**Records supplied**

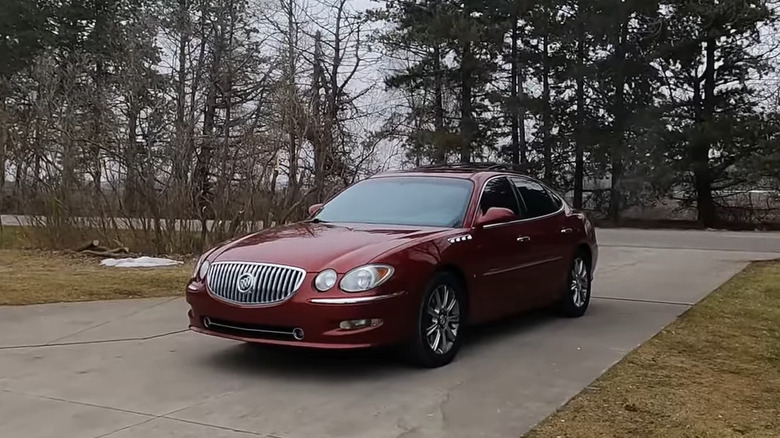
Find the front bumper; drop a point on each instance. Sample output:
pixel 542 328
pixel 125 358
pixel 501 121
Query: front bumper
pixel 308 319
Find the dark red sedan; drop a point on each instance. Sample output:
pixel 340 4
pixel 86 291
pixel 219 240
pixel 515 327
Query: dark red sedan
pixel 405 258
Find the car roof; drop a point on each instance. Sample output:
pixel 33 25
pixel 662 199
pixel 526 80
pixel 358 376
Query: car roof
pixel 474 171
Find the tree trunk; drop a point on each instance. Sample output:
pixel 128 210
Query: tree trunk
pixel 579 164
pixel 466 122
pixel 182 134
pixel 4 139
pixel 319 140
pixel 523 145
pixel 440 152
pixel 546 112
pixel 619 115
pixel 514 151
pixel 292 109
pixel 700 156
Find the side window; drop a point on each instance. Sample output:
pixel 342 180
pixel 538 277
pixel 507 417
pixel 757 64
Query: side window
pixel 498 193
pixel 538 201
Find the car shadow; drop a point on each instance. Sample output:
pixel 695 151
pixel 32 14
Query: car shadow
pixel 338 365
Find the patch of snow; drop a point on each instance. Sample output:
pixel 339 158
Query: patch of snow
pixel 139 262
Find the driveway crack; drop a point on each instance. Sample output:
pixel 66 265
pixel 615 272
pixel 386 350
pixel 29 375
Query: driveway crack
pixel 103 341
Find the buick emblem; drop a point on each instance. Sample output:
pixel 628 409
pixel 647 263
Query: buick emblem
pixel 245 283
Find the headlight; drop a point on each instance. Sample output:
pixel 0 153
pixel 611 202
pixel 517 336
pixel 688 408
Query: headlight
pixel 325 280
pixel 202 267
pixel 366 278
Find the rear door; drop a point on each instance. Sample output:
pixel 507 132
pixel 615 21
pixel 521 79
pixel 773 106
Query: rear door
pixel 543 253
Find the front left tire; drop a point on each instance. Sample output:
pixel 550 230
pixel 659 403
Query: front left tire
pixel 440 321
pixel 576 299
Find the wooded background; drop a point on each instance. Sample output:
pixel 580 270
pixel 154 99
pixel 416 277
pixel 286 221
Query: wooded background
pixel 229 112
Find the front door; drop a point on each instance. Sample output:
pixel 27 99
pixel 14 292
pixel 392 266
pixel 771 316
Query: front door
pixel 497 254
pixel 542 218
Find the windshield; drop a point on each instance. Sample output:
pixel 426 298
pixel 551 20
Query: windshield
pixel 422 201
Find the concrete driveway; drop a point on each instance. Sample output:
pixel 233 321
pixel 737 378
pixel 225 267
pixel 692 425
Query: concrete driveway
pixel 130 369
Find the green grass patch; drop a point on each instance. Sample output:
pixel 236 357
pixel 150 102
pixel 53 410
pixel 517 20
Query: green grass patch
pixel 715 372
pixel 36 277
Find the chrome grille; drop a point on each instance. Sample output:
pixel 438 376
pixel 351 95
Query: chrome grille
pixel 253 283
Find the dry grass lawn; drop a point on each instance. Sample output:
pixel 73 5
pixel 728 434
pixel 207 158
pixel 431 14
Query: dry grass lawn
pixel 34 277
pixel 715 372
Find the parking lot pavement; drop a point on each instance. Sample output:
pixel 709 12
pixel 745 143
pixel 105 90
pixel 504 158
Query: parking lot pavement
pixel 130 369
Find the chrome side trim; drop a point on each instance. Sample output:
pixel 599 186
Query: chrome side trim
pixel 523 266
pixel 355 300
pixel 461 238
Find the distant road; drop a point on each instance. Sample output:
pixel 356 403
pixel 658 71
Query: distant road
pixel 122 223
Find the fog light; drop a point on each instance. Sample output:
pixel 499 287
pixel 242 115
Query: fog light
pixel 354 324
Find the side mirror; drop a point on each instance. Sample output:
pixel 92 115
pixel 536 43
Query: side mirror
pixel 314 208
pixel 496 215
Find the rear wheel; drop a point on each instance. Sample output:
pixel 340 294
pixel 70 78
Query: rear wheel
pixel 439 323
pixel 576 299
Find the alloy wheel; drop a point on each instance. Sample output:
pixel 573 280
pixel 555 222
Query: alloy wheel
pixel 442 319
pixel 580 286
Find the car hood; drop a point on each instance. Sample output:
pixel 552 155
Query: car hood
pixel 318 246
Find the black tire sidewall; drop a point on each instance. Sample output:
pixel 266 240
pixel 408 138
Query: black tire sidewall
pixel 421 352
pixel 567 307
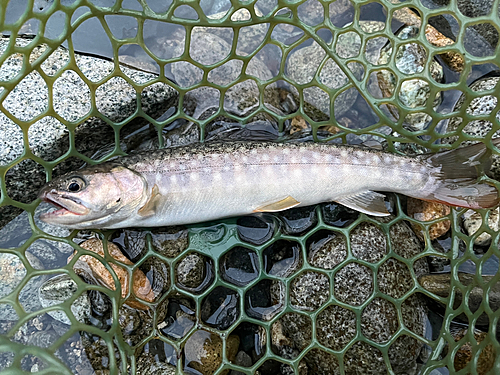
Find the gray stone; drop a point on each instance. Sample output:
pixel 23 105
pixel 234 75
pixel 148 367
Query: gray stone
pixel 48 138
pixel 480 106
pixel 472 221
pixel 354 285
pixel 191 271
pixel 12 273
pixel 414 93
pixel 57 290
pixel 249 37
pixel 309 291
pixel 208 49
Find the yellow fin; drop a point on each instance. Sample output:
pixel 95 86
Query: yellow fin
pixel 151 204
pixel 281 205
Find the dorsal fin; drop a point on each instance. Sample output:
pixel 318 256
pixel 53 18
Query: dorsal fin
pixel 151 204
pixel 368 202
pixel 280 205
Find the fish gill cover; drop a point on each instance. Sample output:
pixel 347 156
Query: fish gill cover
pixel 317 290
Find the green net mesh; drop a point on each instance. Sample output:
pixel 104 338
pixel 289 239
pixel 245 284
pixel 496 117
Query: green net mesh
pixel 319 290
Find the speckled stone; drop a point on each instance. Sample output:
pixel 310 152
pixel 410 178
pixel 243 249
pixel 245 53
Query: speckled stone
pixel 249 37
pixel 328 252
pixel 12 273
pixel 309 291
pixel 203 352
pixel 147 364
pixel 47 137
pixel 440 284
pixel 354 284
pixel 57 290
pixel 472 221
pixel 427 211
pixel 413 93
pixel 464 354
pixel 208 49
pixel 353 277
pixel 191 271
pixel 482 105
pixel 292 330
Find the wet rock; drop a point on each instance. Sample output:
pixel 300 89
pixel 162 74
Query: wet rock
pixel 301 67
pixel 482 105
pixel 208 49
pixel 168 241
pixel 440 284
pixel 191 271
pixel 249 37
pixel 309 291
pixel 291 334
pixel 220 309
pixel 265 299
pixel 203 352
pixel 239 266
pixel 326 249
pixel 427 211
pixel 180 317
pixel 454 60
pixel 354 285
pixel 147 364
pixel 49 138
pixel 413 93
pixel 303 64
pixel 91 268
pixel 57 290
pixel 12 273
pixel 297 221
pixel 465 354
pixel 473 221
pixel 282 258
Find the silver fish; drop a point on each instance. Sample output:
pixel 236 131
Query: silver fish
pixel 215 180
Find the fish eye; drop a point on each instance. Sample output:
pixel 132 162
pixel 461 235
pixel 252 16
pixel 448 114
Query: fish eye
pixel 76 184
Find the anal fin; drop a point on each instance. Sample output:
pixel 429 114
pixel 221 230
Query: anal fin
pixel 368 202
pixel 152 203
pixel 280 205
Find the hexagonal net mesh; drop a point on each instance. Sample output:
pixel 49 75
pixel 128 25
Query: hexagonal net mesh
pixel 315 290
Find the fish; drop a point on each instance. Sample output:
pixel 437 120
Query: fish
pixel 215 180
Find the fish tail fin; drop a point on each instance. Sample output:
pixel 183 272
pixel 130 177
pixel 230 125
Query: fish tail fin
pixel 456 177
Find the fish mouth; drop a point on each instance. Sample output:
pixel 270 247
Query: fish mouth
pixel 66 206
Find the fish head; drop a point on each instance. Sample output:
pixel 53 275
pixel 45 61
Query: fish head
pixel 94 197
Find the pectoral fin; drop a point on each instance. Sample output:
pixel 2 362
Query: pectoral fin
pixel 368 202
pixel 281 205
pixel 152 203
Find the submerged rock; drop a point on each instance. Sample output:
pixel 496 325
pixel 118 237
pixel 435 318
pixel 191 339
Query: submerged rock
pixel 92 268
pixel 473 221
pixel 413 93
pixel 427 211
pixel 57 290
pixel 440 285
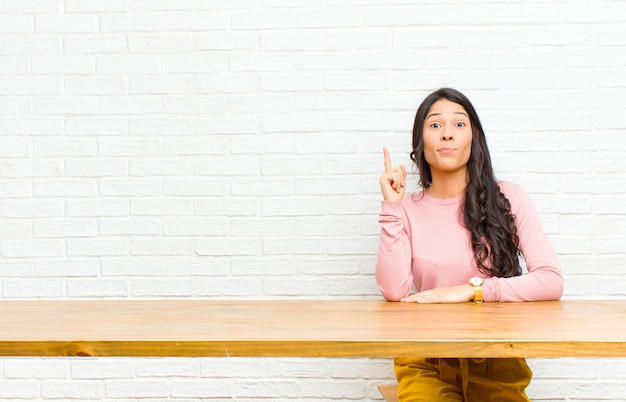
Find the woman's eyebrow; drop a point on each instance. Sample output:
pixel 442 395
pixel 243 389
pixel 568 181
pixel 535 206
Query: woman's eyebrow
pixel 438 114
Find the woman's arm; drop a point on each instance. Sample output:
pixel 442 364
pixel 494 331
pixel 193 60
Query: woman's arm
pixel 393 265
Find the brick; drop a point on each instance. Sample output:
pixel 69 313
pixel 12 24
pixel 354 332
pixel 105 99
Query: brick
pixel 258 20
pixel 29 289
pixel 67 268
pixel 149 245
pixel 98 288
pixel 94 247
pixel 201 389
pixel 66 227
pixel 161 167
pixel 16 24
pixel 97 207
pixel 162 287
pixel 129 226
pixel 33 369
pixel 30 45
pixel 228 246
pixel 72 389
pixel 94 86
pixel 170 43
pixel 232 287
pixel 15 269
pixel 173 84
pixel 100 369
pixel 133 266
pixel 132 22
pixel 95 44
pixel 195 226
pixel 31 208
pixel 131 187
pixel 114 388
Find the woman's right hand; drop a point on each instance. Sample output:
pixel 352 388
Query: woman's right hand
pixel 393 181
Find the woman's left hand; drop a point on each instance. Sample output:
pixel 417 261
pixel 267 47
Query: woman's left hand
pixel 449 294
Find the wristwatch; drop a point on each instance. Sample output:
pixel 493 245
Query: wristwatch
pixel 477 284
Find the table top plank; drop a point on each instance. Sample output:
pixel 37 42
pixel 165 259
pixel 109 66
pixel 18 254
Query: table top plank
pixel 312 328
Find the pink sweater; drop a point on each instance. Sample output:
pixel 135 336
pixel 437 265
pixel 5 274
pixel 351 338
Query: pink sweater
pixel 423 243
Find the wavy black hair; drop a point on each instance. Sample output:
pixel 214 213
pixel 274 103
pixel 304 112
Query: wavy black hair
pixel 486 211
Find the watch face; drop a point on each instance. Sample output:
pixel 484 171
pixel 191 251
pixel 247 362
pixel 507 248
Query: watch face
pixel 476 281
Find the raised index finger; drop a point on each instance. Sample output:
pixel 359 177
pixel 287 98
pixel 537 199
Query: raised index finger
pixel 387 159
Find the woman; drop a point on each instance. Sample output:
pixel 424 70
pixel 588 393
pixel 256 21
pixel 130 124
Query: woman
pixel 458 240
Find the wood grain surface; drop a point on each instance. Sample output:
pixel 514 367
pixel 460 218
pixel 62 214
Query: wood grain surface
pixel 312 328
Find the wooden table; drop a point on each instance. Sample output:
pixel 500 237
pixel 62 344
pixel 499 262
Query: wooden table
pixel 338 328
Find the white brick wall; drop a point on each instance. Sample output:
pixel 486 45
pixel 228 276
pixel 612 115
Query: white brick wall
pixel 231 149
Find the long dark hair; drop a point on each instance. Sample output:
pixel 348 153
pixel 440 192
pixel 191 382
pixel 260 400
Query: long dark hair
pixel 486 211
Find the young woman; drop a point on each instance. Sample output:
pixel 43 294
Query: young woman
pixel 459 239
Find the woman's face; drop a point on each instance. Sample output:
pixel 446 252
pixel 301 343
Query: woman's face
pixel 447 137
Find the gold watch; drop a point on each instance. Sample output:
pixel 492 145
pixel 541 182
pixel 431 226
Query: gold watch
pixel 477 284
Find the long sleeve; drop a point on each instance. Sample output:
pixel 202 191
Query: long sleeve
pixel 393 265
pixel 544 280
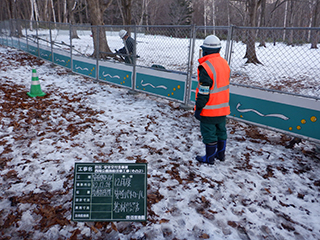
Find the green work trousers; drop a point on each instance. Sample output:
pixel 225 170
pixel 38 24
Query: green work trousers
pixel 212 132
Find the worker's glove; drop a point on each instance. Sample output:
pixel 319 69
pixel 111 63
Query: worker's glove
pixel 197 114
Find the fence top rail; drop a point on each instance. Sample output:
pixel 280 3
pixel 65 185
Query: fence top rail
pixel 171 26
pixel 277 28
pixel 276 91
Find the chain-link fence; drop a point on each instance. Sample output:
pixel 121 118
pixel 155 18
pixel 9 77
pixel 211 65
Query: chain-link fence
pixel 276 58
pixel 273 58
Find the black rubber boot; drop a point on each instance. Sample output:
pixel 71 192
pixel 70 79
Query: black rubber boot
pixel 211 152
pixel 221 149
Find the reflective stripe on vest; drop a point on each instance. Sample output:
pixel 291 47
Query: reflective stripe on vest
pixel 216 89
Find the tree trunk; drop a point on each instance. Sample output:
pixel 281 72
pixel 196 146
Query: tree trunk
pixel 314 33
pixel 96 9
pixel 125 10
pixel 262 24
pixel 71 10
pixel 252 6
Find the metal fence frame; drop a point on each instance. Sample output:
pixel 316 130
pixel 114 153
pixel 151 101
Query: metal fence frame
pixel 185 80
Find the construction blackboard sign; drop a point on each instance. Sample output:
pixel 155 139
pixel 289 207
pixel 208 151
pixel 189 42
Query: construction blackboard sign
pixel 110 192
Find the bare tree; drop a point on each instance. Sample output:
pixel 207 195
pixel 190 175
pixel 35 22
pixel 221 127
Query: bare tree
pixel 96 10
pixel 262 23
pixel 252 8
pixel 314 23
pixel 125 11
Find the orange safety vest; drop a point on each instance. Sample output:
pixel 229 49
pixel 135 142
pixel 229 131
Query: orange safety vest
pixel 219 71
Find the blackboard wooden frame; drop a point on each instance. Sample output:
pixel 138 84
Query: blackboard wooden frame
pixel 109 192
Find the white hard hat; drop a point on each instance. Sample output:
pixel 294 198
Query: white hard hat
pixel 211 41
pixel 122 33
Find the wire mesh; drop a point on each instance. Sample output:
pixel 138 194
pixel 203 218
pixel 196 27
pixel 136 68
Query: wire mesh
pixel 275 58
pixel 164 47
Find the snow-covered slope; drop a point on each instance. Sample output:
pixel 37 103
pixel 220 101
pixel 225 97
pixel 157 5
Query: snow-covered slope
pixel 263 190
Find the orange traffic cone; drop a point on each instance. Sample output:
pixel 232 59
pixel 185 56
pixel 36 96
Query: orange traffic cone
pixel 35 90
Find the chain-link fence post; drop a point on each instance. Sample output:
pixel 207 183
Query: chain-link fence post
pixel 134 59
pixel 187 104
pixel 70 38
pixel 229 44
pixel 97 52
pixel 51 43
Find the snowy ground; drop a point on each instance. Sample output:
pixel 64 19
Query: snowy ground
pixel 264 190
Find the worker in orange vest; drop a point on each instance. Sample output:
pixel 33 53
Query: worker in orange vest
pixel 212 100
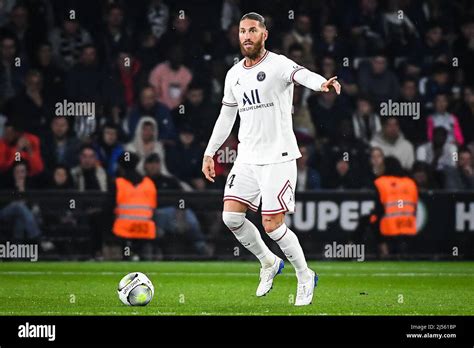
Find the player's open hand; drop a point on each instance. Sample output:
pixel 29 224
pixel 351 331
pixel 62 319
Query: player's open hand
pixel 331 82
pixel 208 168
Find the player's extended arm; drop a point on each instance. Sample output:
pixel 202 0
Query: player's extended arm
pixel 315 81
pixel 221 131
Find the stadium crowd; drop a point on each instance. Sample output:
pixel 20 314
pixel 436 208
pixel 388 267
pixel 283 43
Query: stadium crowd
pixel 153 72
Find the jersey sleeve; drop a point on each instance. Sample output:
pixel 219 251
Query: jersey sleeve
pixel 228 98
pixel 288 69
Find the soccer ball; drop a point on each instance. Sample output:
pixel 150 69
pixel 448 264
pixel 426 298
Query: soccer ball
pixel 135 289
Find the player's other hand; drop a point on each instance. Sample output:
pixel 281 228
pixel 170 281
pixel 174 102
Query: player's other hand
pixel 208 168
pixel 331 82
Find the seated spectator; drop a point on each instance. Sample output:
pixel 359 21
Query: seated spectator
pixel 148 106
pixel 185 158
pixel 114 38
pixel 145 142
pixel 108 148
pixel 439 153
pixel 308 178
pixel 17 145
pixel 441 117
pixel 196 113
pixel 53 76
pixel 11 75
pixel 167 217
pixel 466 114
pixel 365 121
pixel 61 178
pixel 59 147
pixel 171 79
pixel 68 41
pixel 414 130
pixel 326 113
pixel 89 175
pixel 30 107
pixel 392 142
pixel 461 177
pixel 301 34
pixel 378 81
pixel 422 173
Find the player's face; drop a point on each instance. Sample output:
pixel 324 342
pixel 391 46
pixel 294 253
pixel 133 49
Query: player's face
pixel 252 38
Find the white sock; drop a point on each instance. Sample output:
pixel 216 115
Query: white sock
pixel 249 236
pixel 289 244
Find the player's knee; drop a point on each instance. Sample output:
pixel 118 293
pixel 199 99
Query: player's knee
pixel 271 223
pixel 232 220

**Exercise requirements**
Beginning with the line that contains "Find the player's face;", repeat every line through the end of the records and nothing more.

**Output of the exercise**
Find the player's face; drop a point on each instance. Sample output:
pixel 324 342
pixel 391 46
pixel 294 253
pixel 133 49
Query: player's face
pixel 252 38
Find the white sock; drop a point on each instance. Sample output:
pixel 216 115
Query: white sock
pixel 249 236
pixel 289 244
Find the player's knee; drop a point on each instance. Sample output:
pixel 118 293
pixel 199 99
Query: player's knee
pixel 271 223
pixel 232 220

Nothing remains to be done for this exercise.